[Items stored from a collection]

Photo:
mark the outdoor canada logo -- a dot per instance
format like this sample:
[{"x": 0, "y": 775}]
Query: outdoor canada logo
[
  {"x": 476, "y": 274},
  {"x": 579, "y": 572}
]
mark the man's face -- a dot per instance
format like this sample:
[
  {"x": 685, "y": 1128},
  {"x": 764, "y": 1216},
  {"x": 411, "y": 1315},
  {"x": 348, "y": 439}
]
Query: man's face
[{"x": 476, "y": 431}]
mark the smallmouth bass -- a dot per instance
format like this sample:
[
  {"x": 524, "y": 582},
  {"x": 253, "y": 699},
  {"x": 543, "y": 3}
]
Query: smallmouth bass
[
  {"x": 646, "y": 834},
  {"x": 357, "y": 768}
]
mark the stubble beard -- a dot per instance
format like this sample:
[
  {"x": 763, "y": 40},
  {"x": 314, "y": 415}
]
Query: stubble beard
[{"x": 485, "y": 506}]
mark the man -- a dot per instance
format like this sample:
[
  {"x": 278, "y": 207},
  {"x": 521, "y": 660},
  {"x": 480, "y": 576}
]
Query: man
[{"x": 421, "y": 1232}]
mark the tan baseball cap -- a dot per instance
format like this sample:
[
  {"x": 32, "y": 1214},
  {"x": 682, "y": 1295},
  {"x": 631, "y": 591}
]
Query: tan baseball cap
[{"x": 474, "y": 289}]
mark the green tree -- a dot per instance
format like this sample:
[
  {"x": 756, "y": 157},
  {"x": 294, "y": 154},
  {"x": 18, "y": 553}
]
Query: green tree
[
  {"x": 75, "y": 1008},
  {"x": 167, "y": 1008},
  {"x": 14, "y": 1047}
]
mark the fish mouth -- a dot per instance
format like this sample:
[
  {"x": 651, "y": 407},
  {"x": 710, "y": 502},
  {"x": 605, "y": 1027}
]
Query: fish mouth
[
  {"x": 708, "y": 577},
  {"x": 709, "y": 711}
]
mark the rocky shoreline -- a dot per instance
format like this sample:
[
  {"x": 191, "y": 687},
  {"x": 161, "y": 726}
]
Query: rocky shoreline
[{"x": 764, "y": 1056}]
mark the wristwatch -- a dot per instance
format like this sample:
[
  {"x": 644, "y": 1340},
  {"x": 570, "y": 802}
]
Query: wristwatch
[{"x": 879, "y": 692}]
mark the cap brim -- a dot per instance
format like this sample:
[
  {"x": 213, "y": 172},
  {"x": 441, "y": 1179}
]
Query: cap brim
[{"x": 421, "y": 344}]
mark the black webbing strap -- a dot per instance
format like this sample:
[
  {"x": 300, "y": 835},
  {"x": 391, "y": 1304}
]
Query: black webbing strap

### Required work
Copy out all of the data above word for word, with no changes.

### Output of the exercise
Photo:
mark the outdoor canada logo -- a dot per instance
format like this sample:
[{"x": 0, "y": 775}]
Query: outdoor canada logo
[
  {"x": 476, "y": 274},
  {"x": 579, "y": 572}
]
mark the man's face -- a dot per instance
format like this sample:
[
  {"x": 685, "y": 1128},
  {"x": 764, "y": 1216},
  {"x": 411, "y": 1315},
  {"x": 348, "y": 439}
]
Query: man's face
[{"x": 476, "y": 431}]
mark the smallmouth bass -- a dot per instance
format like this sample:
[
  {"x": 524, "y": 582},
  {"x": 253, "y": 699},
  {"x": 543, "y": 3}
]
Query: smallmouth bass
[
  {"x": 646, "y": 834},
  {"x": 357, "y": 768}
]
mark the stubble beard -- a dot per instance
format like this sample:
[
  {"x": 763, "y": 40},
  {"x": 314, "y": 415}
]
Query: stubble beard
[{"x": 485, "y": 506}]
mark the man -- a dot per instance
format like this sample:
[
  {"x": 278, "y": 207},
  {"x": 521, "y": 660},
  {"x": 480, "y": 576}
]
Query: man
[{"x": 421, "y": 1232}]
mark the tan baseball cap -- a dot per instance
format like this sample:
[
  {"x": 32, "y": 1214},
  {"x": 682, "y": 1295},
  {"x": 631, "y": 591}
]
Query: tan baseball cap
[{"x": 474, "y": 289}]
mark the green tree -- a dot per instance
format like this sample:
[
  {"x": 756, "y": 157},
  {"x": 294, "y": 154},
  {"x": 18, "y": 553}
]
Query: green tree
[
  {"x": 75, "y": 1008},
  {"x": 167, "y": 1008},
  {"x": 14, "y": 1047}
]
mark the fish mouth -- a dot per instance
format like this sample:
[
  {"x": 651, "y": 407},
  {"x": 710, "y": 502},
  {"x": 605, "y": 1027}
]
Query: fish mouth
[
  {"x": 708, "y": 577},
  {"x": 709, "y": 711}
]
mark the rocky shoreline -- a dot per instance
format like this sample:
[
  {"x": 191, "y": 687},
  {"x": 161, "y": 726}
]
Query: rocky shoreline
[{"x": 764, "y": 1056}]
mark the wristwatch -- a dot per instance
format like this sample:
[
  {"x": 644, "y": 1340},
  {"x": 570, "y": 802}
]
Query: wristwatch
[{"x": 879, "y": 692}]
mark the cap brim -- a dot per instance
format like this sample:
[
  {"x": 213, "y": 172},
  {"x": 441, "y": 1179}
]
Query: cap brim
[{"x": 421, "y": 344}]
mark the black webbing strap -- a dot per instance
format like this sample:
[
  {"x": 300, "y": 835},
  {"x": 391, "y": 1304}
]
Query: black webbing strap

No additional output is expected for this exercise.